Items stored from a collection
+++

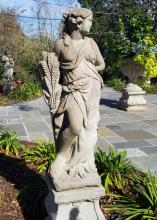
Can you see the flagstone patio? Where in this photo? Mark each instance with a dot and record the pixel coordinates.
(134, 131)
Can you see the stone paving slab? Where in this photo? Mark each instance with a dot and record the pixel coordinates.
(136, 131)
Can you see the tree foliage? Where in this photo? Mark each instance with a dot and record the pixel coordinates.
(26, 51)
(119, 26)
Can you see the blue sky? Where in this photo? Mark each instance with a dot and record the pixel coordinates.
(25, 9)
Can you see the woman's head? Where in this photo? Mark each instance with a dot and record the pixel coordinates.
(78, 19)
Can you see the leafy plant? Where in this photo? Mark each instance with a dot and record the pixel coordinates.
(41, 155)
(26, 91)
(143, 206)
(9, 142)
(115, 83)
(117, 173)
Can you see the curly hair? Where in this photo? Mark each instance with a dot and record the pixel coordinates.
(74, 18)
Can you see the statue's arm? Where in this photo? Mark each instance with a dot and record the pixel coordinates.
(58, 46)
(100, 64)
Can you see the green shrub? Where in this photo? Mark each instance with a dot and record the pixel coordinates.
(41, 155)
(26, 92)
(116, 172)
(116, 83)
(141, 206)
(9, 142)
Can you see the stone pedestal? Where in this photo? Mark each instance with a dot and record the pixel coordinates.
(133, 98)
(74, 204)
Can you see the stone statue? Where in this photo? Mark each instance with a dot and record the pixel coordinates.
(8, 64)
(72, 88)
(74, 103)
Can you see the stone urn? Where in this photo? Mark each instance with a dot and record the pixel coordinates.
(132, 95)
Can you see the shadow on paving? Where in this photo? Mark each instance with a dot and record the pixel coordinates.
(110, 103)
(30, 185)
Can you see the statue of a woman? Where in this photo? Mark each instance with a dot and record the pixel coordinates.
(75, 121)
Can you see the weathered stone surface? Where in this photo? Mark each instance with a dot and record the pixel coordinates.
(80, 203)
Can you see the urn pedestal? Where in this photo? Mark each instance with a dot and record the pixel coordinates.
(73, 204)
(133, 98)
(132, 95)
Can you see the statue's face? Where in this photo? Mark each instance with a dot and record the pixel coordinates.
(87, 24)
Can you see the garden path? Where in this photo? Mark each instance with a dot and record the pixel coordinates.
(136, 132)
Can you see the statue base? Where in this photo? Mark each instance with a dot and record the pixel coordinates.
(74, 204)
(133, 98)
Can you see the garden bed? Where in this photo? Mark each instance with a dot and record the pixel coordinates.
(130, 193)
(22, 190)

+++

Copy out, word for word, the part of the items above that opens with the line containing "Can you see the green" and runs through the end of the items.

Can you see the green shrub? Where in this photo? Mark each instance with a dot and record the pixel coordinates.
(41, 155)
(26, 92)
(116, 172)
(116, 83)
(141, 206)
(9, 142)
Can you see the stone pedestal? Where in this photo? Mark each instance with a dot and record the pixel coordinates.
(133, 98)
(74, 204)
Can you see the stone statue? Where in this photo? Mark each instance with a dot and record the pixel coordinates.
(8, 64)
(72, 88)
(74, 103)
Can you see the stone urn? Where in this photo? Mark each instance with a dot and record the pixel coordinates.
(132, 95)
Can you see the shadow on paving? Where in this photo? Mark each instance with a dot and record the pixel coordinates.
(110, 103)
(30, 185)
Can you see the statue of a woman? Where in this photo? Mark each instance with a dot and record the pixel coordinates.
(75, 121)
Can you see the weathered stone surface? Where in this photo? Mark each instance with a dot and record the pixel coordinates.
(80, 203)
Can you see the urn pedestal? Where in this photo? Mark each instance with a dot and record the pixel coordinates.
(73, 204)
(133, 98)
(132, 95)
Can you see the statue's face? Where in this photo? Mark each instance with a dot and record the pixel coordinates.
(87, 24)
Can you see the garden path? Where in this photo? Mark each instance with a dot and record the pixel coordinates.
(136, 132)
Can you see the statue base? Where in this photo? Mark each instance with a dot and record the pixel coordinates.
(74, 204)
(133, 98)
Can you see the garden bed? Where in this photo? Mark each instance with a dot and record the pixel coordinates.
(130, 193)
(22, 190)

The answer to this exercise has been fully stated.